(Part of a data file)

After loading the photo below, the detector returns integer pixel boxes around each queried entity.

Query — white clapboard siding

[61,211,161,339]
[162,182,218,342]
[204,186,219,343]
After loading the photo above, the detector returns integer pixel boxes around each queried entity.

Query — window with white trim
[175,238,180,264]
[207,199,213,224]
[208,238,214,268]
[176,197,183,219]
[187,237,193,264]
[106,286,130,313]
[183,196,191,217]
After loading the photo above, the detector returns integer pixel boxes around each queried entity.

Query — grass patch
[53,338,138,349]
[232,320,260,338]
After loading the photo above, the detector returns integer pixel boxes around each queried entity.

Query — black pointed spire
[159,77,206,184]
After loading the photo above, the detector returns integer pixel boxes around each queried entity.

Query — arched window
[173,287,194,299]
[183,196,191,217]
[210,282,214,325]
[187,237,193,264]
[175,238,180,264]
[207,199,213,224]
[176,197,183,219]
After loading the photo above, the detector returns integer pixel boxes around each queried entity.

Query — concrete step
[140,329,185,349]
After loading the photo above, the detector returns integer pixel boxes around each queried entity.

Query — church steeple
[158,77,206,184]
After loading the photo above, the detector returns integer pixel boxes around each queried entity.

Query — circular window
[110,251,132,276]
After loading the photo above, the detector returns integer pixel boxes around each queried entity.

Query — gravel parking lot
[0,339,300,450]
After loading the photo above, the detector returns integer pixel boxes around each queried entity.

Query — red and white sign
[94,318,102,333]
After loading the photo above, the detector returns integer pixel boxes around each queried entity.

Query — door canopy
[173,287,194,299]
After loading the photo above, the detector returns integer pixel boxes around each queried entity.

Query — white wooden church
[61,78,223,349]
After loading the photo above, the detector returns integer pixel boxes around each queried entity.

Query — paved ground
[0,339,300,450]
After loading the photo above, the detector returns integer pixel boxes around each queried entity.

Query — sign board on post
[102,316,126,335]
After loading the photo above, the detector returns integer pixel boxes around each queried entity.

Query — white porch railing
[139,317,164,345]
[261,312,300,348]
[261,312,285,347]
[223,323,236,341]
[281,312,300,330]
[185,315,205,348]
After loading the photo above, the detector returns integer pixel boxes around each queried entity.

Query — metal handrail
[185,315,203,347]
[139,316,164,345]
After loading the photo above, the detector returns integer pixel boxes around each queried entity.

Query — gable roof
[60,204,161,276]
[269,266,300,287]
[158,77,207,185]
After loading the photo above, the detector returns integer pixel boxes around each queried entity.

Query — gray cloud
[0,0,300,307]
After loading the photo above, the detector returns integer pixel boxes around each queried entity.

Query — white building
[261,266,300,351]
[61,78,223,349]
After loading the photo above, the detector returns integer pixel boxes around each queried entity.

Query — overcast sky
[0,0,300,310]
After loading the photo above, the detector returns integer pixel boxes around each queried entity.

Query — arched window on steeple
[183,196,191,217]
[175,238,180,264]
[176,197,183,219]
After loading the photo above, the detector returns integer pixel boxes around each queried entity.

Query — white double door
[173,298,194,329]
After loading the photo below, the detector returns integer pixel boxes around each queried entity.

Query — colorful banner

**Set task**
Can you give every line above again, exactly as written?

**Finished exercise**
After loading the photo below, the detector returns integer pixel boxes around each queried entity.

Query — white clapboard siding

[61,211,161,339]
[162,182,218,342]
[204,186,219,343]
After loading the photo above, the detector returns integer pixel boxes around each queried entity.

Query — window with white trim
[175,238,180,264]
[207,199,213,224]
[208,238,214,268]
[176,197,183,219]
[187,237,193,264]
[106,286,130,313]
[183,196,191,217]
After loading the photo above, the detector returns integer pixel boxes around each queried entity.

Query — grass patch
[53,338,138,349]
[232,320,260,338]
After loading the photo above, the detector returns integer pixel boxes around each queried entity.

Query — black pointed spire
[159,77,206,184]
After loading the photo above, the detector returns integer pixel boxes around each queried entity.

Query — arched window
[173,287,194,299]
[183,196,191,217]
[210,282,214,325]
[187,237,193,264]
[175,238,180,264]
[207,199,213,224]
[176,197,183,219]
After loading the photo above, the detector returns integer pixel boxes around each queried entity.

Query — concrete step
[140,329,185,349]
After loading the photo above, the detector returns integer pixel boxes around each queried entity.

Query — church steeple
[158,77,206,184]
After loading the photo above, the detector returns integer pixel boxes around each queried entity.

Query — circular window
[110,251,132,276]
After loading the photo above, the detector returns integer pixel boxes around each queried entity.

Query — gravel parking lot
[0,339,300,450]
After loading the photo above, the detector returns integer pixel boxes around each queried entity.

Query — red and white sign
[94,318,102,333]
After loading the photo above, the detector returns integer pixel boxes around each queried entity.

Query — door canopy
[173,287,194,299]
After loading the photo above, the detector returns integer pixel boxes around each queried entity.

Query — white wooden church
[61,78,223,349]
After loading the photo above, the detector returns integer pixel boxes around each queried entity.

Query — paved ground
[0,339,300,450]
After loading the photo above, the detector returns integer pixel boxes around each queried entity.

Query — sign board on post
[102,316,126,335]
After loading the photo above, the detector returns integer pixel boxes around each queried entity.

Query — white porch railing
[139,317,164,345]
[261,312,300,348]
[261,312,285,347]
[223,323,236,341]
[281,312,300,330]
[185,315,205,348]
After loading the photo above, the detector returns integer pixel boxes around each queried entity.

Query — metal handrail
[185,315,203,347]
[139,316,164,345]
After loading the photo above, the detector returns integer pixel boxes around each queried entity.

Query — gable roof
[60,204,161,276]
[269,266,300,287]
[158,77,207,185]
After loading the photo above, the detector returns integer pixel boxes around each queried entity.

Query — gray cloud
[0,0,300,307]
After loading the photo above, the detector returns integer pixel boxes around each queried entity.

Query — white building
[261,266,300,351]
[61,78,223,349]
After loading the photo above, the detector returns integer pixel boxes around each queried entity.

Query — overcast sky
[0,0,300,310]
After loading the photo above, the detector returns integer pixel boxes around each queried entity.

Query — arched window on steeple
[183,196,191,217]
[175,238,180,264]
[176,197,183,219]
After loading the photo above, the detector returns integer pixel boxes around each queried entity.

Query — white double door
[173,298,194,329]
After loading the photo below, the detector returns integer pixel boxes around each queried entity.

Query — colorful banner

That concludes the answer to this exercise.